### TRECHO SELECIONADO
#####

“Agora vai começar o terceiro turno das lutas populares por mudanças e conquistas”, alardeou o MTST (Movimento dos Trabalhadores Sem-Teto) pelas redes sociais, poucas horas depois da confirmação da reeleição de Dilma Rousseff (PT).
O movimento – junto a representantes de sem-terra, indígenas, LGBT e integrantes do movimento negro – faz parte do bloco que declarou “voto crítico” à candidatura petista no segundo turno.
O termo indica apoio, mas com ressalvas. Na prática, seus adeptos afirmam reconhecer avanços socioeconômicos nos últimos 12 anos, mas se mostram críticos a determinadas políticas do governo.
Agora, passadas as eleições, esses grupos à esquerda do PT em diversas frentes prometem se mobilizar para pressionar a presidente a atender suas demandas, em um momento em que a petista também sofre forte oposição de setores à direita.
No topo das lista de reivindicações estão novas políticas de habitação e direitos humanos, críticas à violência policial, defesa do meio ambiente e apoio a minorias.
Agora, passado o período eleitoral, “a pressão está de volta”.
Quem diz isso é Natalia Szermeta, coordenadora do MTST. “Aderimos ao voto crítico porque entendemos a eleição da oposição como um retrocesso e reconhecemos pequenas conquistas sociais que o PT proporcionou nestes anos”, diz. “Mas elas não são suficientes.”
Szermeta argumenta: “O Bolsa Família é uma conquista importante, mas não vai resolver sozinho os problemas sociais. O Minha Casa, Minha Vida mostra preocupação em atender os pobres, financia habitação para quem ganha até três salarios mínimos, mas da forma que é implementado garante mesmo é mercado para as grandes empreiteiras”, diz.

#####

### O QUE FAZER
a - Reproduza do trecho sobre o MTST tudo o que vai de "O movimento –" até "apoio a minorias.".
b - Responda com base no trecho sobre o MTST:
(i) Que cargo Natalia Szermeta ocupa no MTST?
(ii) Segundo Szermeta, o Minha Casa, Minha Vida financia habitação para quem ganha até quantos salários mínimos?
(iii) Os adeptos do voto crítico afirmam reconhecer avanços socioeconômicos em quantos anos?

(Entradas salvas)
#####

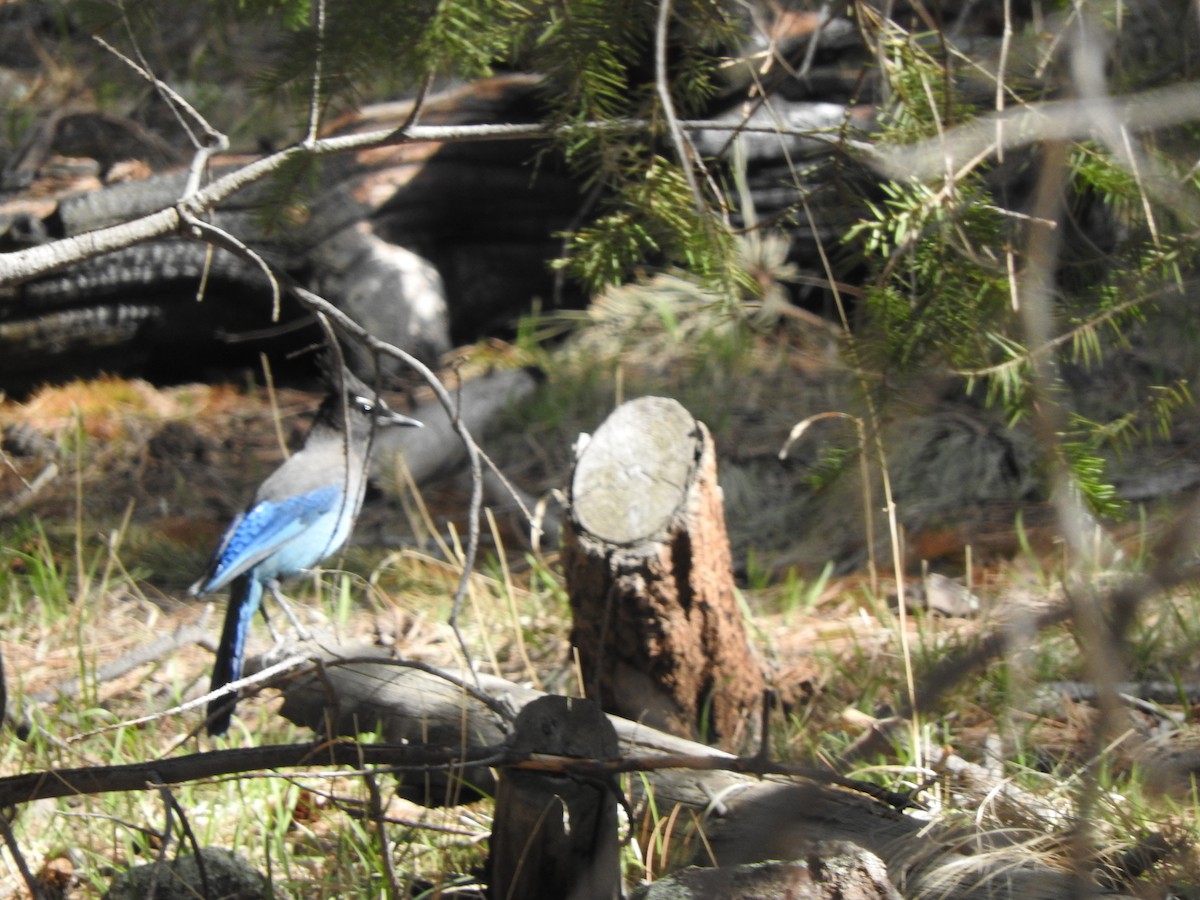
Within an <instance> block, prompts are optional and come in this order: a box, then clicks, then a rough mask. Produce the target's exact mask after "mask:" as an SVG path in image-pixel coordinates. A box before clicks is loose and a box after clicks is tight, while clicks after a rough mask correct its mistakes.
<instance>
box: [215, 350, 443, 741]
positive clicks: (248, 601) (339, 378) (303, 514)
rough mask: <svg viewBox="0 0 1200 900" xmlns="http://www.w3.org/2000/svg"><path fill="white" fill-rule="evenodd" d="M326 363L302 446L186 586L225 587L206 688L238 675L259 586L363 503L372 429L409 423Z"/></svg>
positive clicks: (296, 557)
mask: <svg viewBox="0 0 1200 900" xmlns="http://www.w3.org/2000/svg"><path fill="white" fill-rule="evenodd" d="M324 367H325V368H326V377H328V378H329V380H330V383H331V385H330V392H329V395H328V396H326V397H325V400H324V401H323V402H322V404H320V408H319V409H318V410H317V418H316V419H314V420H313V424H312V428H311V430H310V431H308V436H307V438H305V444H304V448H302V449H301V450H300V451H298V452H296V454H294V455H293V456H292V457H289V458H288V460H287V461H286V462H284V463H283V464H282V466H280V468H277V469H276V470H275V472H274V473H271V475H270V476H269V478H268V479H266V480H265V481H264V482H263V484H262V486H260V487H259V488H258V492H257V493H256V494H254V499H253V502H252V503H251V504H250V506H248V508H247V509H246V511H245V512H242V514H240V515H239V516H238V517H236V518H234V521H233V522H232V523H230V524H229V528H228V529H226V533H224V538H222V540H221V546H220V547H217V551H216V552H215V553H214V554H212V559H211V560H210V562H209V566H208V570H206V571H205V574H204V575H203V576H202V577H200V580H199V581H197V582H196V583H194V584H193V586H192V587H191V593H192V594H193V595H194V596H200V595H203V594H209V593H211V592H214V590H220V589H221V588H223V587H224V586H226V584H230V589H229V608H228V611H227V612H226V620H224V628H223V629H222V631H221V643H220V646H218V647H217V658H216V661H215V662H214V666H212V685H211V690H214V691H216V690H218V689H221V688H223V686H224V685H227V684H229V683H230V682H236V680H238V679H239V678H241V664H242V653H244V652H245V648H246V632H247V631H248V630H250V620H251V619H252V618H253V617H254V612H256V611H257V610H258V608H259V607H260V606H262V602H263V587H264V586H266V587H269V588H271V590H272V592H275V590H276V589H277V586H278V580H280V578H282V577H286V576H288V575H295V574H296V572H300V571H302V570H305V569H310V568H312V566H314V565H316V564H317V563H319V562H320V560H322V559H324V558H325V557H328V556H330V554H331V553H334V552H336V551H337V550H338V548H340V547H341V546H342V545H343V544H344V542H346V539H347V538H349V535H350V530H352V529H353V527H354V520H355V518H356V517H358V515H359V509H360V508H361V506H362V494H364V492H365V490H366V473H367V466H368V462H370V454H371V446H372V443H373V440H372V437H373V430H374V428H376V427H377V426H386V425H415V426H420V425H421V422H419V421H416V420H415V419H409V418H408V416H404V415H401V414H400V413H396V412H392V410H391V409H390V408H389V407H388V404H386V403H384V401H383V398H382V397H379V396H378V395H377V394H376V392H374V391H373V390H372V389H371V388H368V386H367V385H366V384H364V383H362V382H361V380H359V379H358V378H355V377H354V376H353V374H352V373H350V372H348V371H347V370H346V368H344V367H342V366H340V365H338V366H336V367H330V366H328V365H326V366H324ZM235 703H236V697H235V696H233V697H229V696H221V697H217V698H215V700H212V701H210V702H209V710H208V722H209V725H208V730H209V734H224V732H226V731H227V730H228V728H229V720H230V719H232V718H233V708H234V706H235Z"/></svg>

#####

### RESPOSTAS
a -
O movimento – junto a representantes de sem-terra, indígenas, LGBT e integrantes do movimento negro – faz parte do bloco que declarou “voto crítico” à candidatura petista no segundo turno.
O termo indica apoio, mas com ressalvas. Na prática, seus adeptos afirmam reconhecer avanços socioeconômicos nos últimos 12 anos, mas se mostram críticos a determinadas políticas do governo.
Agora, passadas as eleições, esses grupos à esquerda do PT em diversas frentes prometem se mobilizar para pressionar a presidente a atender suas demandas, em um momento em que a petista também sofre forte oposição de setores à direita.
No topo das lista de reivindicações estão novas políticas de habitação e direitos humanos, críticas à violência policial, defesa do meio ambiente e apoio a minorias.

b -
(i) Coordenadora.
(ii) Até três salários mínimos.
(iii) Nos últimos 12 anos.